TEXTE DU DOCUMENT

La découverte récente de ressources stratégiques — eau, pétrole, gaz, or, potasse et aquifères — fait en outre des régions frontalières de la Corne de l’Afrique des pôles économiques émergents. Le rapport souligne à cet égard qu’une exploitation de ces ressources garante de l’inclusion des communautés marginalisées pourrait accélérer l’amélioration de leur situation. Avec une croissance démographique de 3 % par an, qui devrait entraîner un doublement de la population en 23 ans, le rapport montre comment les décideurs politiques ont aujourd’hui la possibilité d’accélérer la croissance économique en priorisant les zones frontalières et leurs habitants et en pensant autrement les liens entre conflit, développement et construction de la nation.

ENREGISTREMENTS EXTRAITS

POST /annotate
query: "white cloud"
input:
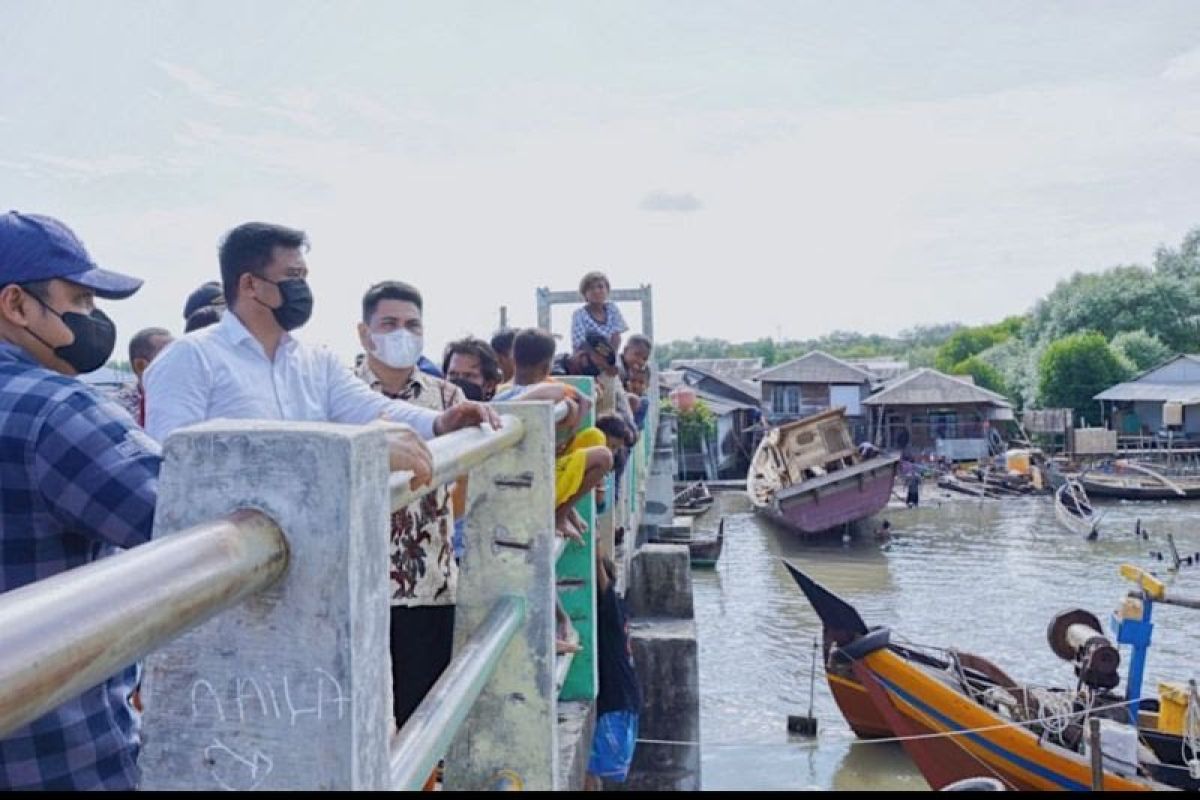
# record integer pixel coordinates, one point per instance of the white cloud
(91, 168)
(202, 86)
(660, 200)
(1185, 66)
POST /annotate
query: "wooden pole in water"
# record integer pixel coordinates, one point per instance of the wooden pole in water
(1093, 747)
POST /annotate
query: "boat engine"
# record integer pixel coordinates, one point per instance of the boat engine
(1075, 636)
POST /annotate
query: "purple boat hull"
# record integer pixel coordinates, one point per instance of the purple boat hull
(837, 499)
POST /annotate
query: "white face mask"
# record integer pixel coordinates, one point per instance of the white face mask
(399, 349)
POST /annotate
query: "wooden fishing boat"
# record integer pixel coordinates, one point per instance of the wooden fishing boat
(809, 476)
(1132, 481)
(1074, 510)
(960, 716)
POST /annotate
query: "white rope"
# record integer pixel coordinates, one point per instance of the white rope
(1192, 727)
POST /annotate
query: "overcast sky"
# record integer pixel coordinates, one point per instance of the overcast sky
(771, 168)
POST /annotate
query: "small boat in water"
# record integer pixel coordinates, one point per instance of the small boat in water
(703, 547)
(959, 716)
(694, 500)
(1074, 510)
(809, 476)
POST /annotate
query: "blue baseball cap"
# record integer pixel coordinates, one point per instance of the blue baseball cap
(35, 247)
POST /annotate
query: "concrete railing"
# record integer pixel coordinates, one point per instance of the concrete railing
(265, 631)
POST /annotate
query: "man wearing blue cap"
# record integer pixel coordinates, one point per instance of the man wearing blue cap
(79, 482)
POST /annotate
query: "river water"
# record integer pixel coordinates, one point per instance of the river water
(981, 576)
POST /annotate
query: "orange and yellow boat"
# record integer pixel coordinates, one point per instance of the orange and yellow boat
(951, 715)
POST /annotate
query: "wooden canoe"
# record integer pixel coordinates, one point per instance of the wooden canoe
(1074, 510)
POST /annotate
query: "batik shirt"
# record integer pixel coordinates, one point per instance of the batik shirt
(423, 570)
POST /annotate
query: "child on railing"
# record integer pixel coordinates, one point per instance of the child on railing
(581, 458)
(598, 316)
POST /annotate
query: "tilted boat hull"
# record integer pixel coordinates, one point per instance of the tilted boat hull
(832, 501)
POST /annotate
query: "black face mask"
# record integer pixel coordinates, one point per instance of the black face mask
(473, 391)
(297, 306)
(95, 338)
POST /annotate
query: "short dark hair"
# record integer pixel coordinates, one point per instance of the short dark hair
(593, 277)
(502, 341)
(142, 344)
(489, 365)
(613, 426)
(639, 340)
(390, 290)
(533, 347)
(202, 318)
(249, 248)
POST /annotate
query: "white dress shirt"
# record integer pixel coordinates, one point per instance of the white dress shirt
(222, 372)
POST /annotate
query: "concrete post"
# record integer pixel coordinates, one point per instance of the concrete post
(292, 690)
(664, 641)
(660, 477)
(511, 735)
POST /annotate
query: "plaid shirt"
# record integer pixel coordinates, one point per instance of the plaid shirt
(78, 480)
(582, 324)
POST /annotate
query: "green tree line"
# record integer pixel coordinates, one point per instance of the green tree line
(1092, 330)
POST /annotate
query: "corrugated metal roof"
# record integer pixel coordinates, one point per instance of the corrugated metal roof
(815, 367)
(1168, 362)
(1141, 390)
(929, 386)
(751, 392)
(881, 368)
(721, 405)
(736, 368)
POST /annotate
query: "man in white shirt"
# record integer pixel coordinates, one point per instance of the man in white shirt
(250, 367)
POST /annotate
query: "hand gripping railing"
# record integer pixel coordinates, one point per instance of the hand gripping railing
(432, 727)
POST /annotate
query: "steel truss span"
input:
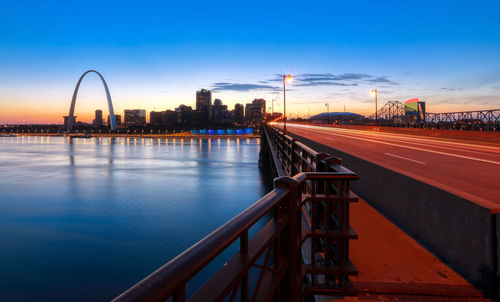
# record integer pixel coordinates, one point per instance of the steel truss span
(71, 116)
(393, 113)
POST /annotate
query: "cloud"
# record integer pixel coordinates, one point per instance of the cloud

CONSIGNE A
Transcrivez le passage du texte sur les régions frontalières de la Corne de l’Afrique qui commence par « La découverte récente » et se poursuit jusqu’à « de la nation. ».
CONSIGNE B
D’après le texte sur la Corne de l’Afrique, en combien d’années la population devrait-elle doubler ?
Les enregistrements ne servent à rien ici.

RÉPONSE A
La découverte récente de ressources stratégiques — eau, pétrole, gaz, or, potasse et aquifères — fait en outre des régions frontalières de la Corne de l’Afrique des pôles économiques émergents. Le rapport souligne à cet égard qu’une exploitation de ces ressources garante de l’inclusion des communautés marginalisées pourrait accélérer l’amélioration de leur situation. Avec une croissance démographique de 3 % par an, qui devrait entraîner un doublement de la population en 23 ans, le rapport montre comment les décideurs politiques ont aujourd’hui la possibilité d’accélérer la croissance économique en priorisant les zones frontalières et leurs habitants et en pensant autrement les liens entre conflit, développement et construction de la nation.

RÉPONSE B
En 23 ans.